Tekst źródłowy:
Pierwsze oficjalne spotkanie wschodnich polityków. Dlaczego tak późno?

Dodano:
Liderka białoruskich sił opozycyjnych Swiatłana Cichanouska Źródło: PAP / Albert Zawada
Podczas uroczystości wręczenia nagrody Karola Wielkiego prezydentowi Ukrainy doszło do krótkiego spotkania jej laureata z liderką białoruskiej opozycji.

W niedzielę w Akwizgranie w Niemczech prezydent Ukrainy Wołodymir Zełenski odebrał w imieniu swojego narodu nagrodę Karola Wielkiego. W trakcie uroczystości doszło do spotkania polityków z Ukrainy i Białorusi.

Pierwsze spotkanie liderów

Przewodnicząca Komisji Europejskiej Ursula von der Leyen przedstawiła sobie Zełenskiego i liderkę białoruskiej opozycji Swiatłanę Cichanouską. Było to pierwsze spotkanie tych osób.

Ukraiński rząd jest zdania, że białoruska opozycja nie działa skutecznie i nie jest w stanie przeciwstawić się reżimowi dyktatora Aleksandra Łukaszenki, dlatego gabinet Zełenskiego odmawiał spotkań prezydenta z Cichanouską. Nagranie uścisku dłoni białoruska liderka umieściła na swoim Twitterze.

Komentatorzy oceniają, że wymiana zdań między Cichanouską a Zełenskim była krótka i nieformalna. Dziennikarze portalu Interia.pl podają, że podczas uroczystości politycy siedzieli obok siebie, nie wiadomo jednak, czy kontynuowali rozmowę.

Podane informacje:
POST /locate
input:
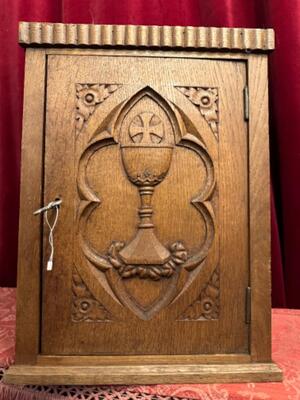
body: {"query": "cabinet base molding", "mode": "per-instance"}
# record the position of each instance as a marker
(142, 374)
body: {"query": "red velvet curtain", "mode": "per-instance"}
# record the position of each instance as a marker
(283, 15)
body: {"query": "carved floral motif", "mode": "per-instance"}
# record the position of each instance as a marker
(89, 96)
(206, 99)
(207, 305)
(155, 272)
(84, 306)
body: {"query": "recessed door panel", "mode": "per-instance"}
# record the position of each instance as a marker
(149, 155)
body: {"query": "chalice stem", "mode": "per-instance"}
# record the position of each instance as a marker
(146, 211)
(145, 248)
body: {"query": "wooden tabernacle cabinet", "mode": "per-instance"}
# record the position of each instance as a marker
(156, 141)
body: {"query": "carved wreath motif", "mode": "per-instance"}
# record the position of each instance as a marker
(207, 101)
(89, 96)
(84, 306)
(207, 305)
(178, 256)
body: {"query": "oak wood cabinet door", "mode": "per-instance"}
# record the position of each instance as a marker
(155, 139)
(149, 156)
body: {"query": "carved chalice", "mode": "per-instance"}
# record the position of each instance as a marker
(146, 160)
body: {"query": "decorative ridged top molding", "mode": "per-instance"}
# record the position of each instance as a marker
(37, 33)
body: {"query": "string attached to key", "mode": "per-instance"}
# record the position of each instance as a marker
(51, 242)
(53, 204)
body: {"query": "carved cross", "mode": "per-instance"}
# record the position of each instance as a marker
(146, 128)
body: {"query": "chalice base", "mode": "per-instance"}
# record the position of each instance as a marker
(145, 249)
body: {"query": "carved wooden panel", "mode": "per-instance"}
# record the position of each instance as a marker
(85, 307)
(144, 165)
(160, 158)
(146, 131)
(207, 305)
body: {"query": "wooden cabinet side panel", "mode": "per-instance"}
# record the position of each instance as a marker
(259, 181)
(28, 297)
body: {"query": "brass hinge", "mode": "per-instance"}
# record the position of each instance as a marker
(246, 103)
(248, 305)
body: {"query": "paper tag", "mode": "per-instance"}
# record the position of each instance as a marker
(49, 265)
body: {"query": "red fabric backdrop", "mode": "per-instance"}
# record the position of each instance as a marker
(283, 15)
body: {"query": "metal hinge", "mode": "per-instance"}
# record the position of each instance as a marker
(248, 305)
(246, 103)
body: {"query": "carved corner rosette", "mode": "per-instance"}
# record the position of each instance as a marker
(207, 305)
(88, 97)
(206, 100)
(84, 305)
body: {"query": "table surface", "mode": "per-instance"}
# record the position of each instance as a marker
(286, 353)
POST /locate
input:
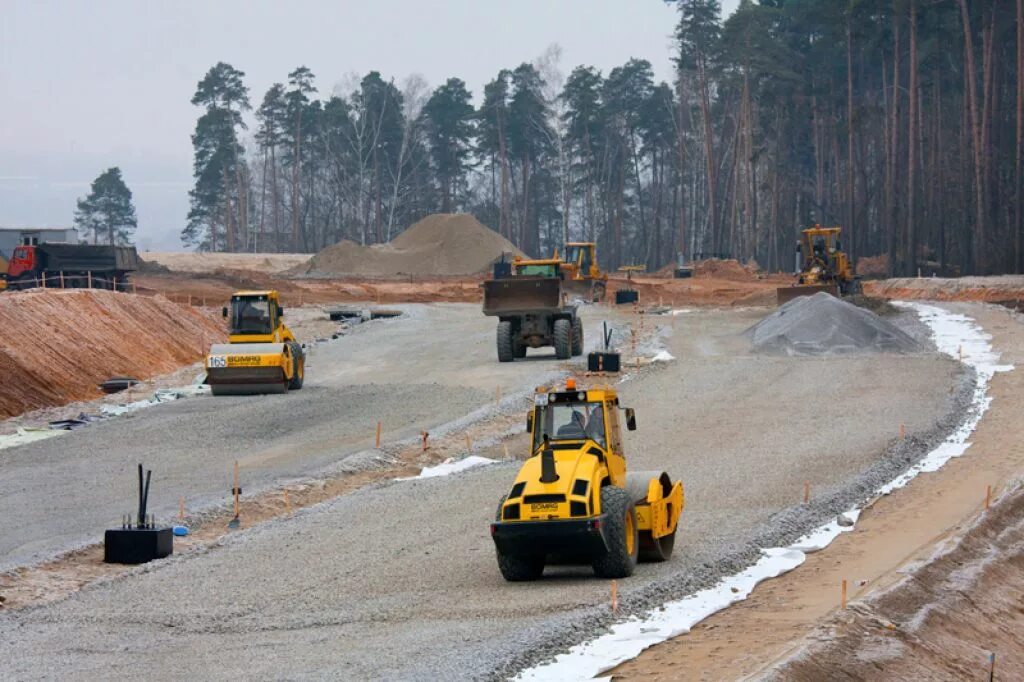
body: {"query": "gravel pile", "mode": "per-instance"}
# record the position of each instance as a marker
(823, 325)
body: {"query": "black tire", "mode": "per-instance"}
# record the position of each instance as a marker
(506, 350)
(624, 539)
(578, 338)
(563, 339)
(518, 568)
(655, 551)
(298, 368)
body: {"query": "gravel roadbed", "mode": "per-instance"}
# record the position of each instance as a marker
(398, 581)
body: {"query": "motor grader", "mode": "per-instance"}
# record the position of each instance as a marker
(572, 501)
(583, 275)
(821, 265)
(261, 355)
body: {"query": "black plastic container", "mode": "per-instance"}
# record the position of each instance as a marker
(605, 360)
(627, 296)
(137, 545)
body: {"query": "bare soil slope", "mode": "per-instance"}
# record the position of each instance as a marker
(440, 245)
(55, 346)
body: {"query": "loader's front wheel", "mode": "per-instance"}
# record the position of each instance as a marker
(623, 535)
(506, 347)
(578, 338)
(563, 339)
(298, 368)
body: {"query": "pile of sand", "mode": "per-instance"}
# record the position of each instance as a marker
(444, 244)
(55, 346)
(823, 325)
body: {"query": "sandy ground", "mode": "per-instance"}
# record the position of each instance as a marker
(62, 491)
(399, 581)
(895, 536)
(187, 261)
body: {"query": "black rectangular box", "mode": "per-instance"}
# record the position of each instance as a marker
(137, 545)
(602, 361)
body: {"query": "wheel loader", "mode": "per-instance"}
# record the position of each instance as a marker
(572, 501)
(531, 311)
(261, 355)
(821, 265)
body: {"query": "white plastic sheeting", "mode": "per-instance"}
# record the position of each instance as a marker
(955, 335)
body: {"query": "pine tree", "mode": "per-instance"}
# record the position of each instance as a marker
(219, 196)
(449, 122)
(108, 212)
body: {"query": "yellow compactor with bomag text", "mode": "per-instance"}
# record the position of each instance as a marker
(261, 355)
(572, 501)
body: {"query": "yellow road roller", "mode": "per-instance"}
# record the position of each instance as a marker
(261, 355)
(572, 501)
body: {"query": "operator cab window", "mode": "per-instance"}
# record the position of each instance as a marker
(570, 421)
(251, 315)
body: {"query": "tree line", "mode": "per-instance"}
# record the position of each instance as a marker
(900, 120)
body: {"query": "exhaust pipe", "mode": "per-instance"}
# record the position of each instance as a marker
(548, 474)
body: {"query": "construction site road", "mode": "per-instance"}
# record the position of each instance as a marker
(398, 581)
(431, 366)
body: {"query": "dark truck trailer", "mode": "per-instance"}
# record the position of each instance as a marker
(71, 265)
(530, 314)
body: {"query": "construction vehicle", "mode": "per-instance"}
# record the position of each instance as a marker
(583, 275)
(572, 501)
(261, 355)
(531, 310)
(821, 265)
(71, 266)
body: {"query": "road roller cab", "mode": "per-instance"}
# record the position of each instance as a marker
(262, 354)
(573, 501)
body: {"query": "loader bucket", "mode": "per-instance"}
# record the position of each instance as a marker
(247, 369)
(786, 294)
(521, 295)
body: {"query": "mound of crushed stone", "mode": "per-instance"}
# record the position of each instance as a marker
(823, 325)
(444, 244)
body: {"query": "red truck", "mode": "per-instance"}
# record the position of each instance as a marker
(71, 265)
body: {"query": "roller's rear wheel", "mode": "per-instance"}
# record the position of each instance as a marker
(298, 367)
(623, 535)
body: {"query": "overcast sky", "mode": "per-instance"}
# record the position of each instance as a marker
(88, 85)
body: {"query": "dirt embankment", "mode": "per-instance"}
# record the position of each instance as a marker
(1005, 289)
(941, 622)
(55, 346)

Zadania do wykonania:
- A) Przepisz dokładnie fragment tekstu źródłowego o spotkaniu Zełenskiego z Cichanouską od słów „Pierwsze spotkanie liderów” aż do słów „umieściła na swoim Twitterze.” włącznie.
- B) Kto według tekstu źródłowego o spotkaniu Zełenskiego z Cichanouską przedstawił sobie oboje polityków?

Rozwiązania zadań:
- A)
Pierwsze spotkanie liderów

Przewodnicząca Komisji Europejskiej Ursula von der Leyen przedstawiła sobie Zełenskiego i liderkę białoruskiej opozycji Swiatłanę Cichanouską. Było to pierwsze spotkanie tych osób.

Ukraiński rząd jest zdania, że białoruska opozycja nie działa skutecznie i nie jest w stanie przeciwstawić się reżimowi dyktatora Aleksandra Łukaszenki, dlatego gabinet Zełenskiego odmawiał spotkań prezydenta z Cichanouską. Nagranie uścisku dłoni białoruska liderka umieściła na swoim Twitterze.

- B) Przewodnicząca Komisji Europejskiej Ursula von der Leyen.